• [PROBLEM TO SOLVE]:
Copy the material below word for word, line by line, with no changes.

• [LISTED RECORDS]:
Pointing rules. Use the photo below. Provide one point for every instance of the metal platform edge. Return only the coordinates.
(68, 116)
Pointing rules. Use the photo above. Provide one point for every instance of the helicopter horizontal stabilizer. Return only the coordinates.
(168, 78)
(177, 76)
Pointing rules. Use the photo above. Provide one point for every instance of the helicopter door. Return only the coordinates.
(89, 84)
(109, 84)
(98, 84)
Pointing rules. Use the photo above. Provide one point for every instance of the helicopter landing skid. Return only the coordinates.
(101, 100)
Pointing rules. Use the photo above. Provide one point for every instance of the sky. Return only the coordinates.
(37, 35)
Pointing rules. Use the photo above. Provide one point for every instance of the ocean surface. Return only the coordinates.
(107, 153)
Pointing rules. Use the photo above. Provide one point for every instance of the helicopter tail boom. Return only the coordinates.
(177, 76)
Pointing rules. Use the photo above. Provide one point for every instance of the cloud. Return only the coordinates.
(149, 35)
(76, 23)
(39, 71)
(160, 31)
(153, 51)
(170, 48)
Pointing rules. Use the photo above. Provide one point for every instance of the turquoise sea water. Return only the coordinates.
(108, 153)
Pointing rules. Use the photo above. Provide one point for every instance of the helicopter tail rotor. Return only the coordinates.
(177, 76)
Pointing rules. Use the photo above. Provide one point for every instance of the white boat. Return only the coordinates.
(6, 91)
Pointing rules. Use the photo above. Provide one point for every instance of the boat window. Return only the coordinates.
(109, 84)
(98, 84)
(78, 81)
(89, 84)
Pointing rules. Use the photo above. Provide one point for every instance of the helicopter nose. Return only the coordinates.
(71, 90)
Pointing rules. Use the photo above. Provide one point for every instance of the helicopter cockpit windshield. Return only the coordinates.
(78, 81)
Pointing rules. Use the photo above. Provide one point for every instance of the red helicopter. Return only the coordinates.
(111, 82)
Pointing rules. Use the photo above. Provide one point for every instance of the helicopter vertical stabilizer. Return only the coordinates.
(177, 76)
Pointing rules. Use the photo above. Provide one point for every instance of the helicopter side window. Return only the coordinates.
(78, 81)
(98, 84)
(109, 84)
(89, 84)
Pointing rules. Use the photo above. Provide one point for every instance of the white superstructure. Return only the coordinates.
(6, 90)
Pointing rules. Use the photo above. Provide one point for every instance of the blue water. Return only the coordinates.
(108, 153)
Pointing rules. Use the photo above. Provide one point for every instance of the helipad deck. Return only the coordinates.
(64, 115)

• [RESULT FOR THIS EXERCISE]:
Pointing rules. Use the photo below. Provide one point for every instance of the metal platform edge. Return only the coordinates.
(68, 116)
Pointing rules. Use the photo above. Provide one point for every instance of the helicopter horizontal stabilizer. Return only the coordinates.
(168, 78)
(177, 76)
Pointing rules. Use the photo above. Provide one point for every instance of the helicopter door. Return only the coordinates.
(89, 84)
(109, 84)
(98, 84)
Pointing rules. Use the photo above. Provide one point for every instance of the helicopter landing skid. Return only the coordinates.
(101, 100)
Pointing rules. Use the photo above. Provide one point for every instance of the sky. Return only the coordinates.
(37, 35)
Pointing rules. Use the photo above. Provide one point for every instance of the ocean surface. Return only the coordinates.
(107, 153)
Pointing rules. Use the photo above. Provide one point for every instance of the helicopter tail boom. Return only the coordinates.
(177, 76)
Pointing rules. Use the photo above. Provide one point for every instance of the cloud. Return only the coordinates.
(149, 35)
(76, 23)
(39, 71)
(160, 31)
(153, 51)
(170, 48)
Pointing rules. Use the photo above. Provide one point for every instance of the turquoise sea water. Return only the coordinates.
(108, 153)
Pointing rules. Use the photo above. Provide one point for every instance of the helicopter tail rotor. Return only the coordinates.
(177, 76)
Pointing rules. Use the photo above. Provide one point for every instance of the white boat. Return only the coordinates.
(6, 91)
Pointing rules. Use the photo above. Provide one point for every instance of the boat window. Return only the coordinates.
(109, 84)
(98, 84)
(78, 81)
(89, 84)
Pointing rules. Use the photo above. Provide one point for every instance of the helicopter nose. Return only the coordinates.
(71, 90)
Pointing rules. Use the photo above. Provide one point for every instance of the helicopter cockpit windshield. Return only the coordinates.
(78, 81)
Pointing rules. Use the photo above. Provide one point for every instance of the red helicopter. Return only the coordinates.
(111, 82)
Pointing rules. Use the photo above. Provide one point for every instance of the helicopter vertical stabilizer. Return only the coordinates.
(177, 76)
Pointing rules. Use the photo above. Provide one point for every instance of the helicopter side window. Return only the coordinates.
(78, 81)
(98, 84)
(109, 84)
(89, 84)
Pointing rules. Use the photo above. Provide one point for every instance of the white superstructure. Return only the coordinates.
(6, 90)
Pointing rules. Use the photo above. Provide one point for every instance of the blue water. Return only the coordinates.
(108, 153)
Pointing rules. Use the photo above. Provide one point for every instance of the helipad deck. Return only the coordinates.
(64, 115)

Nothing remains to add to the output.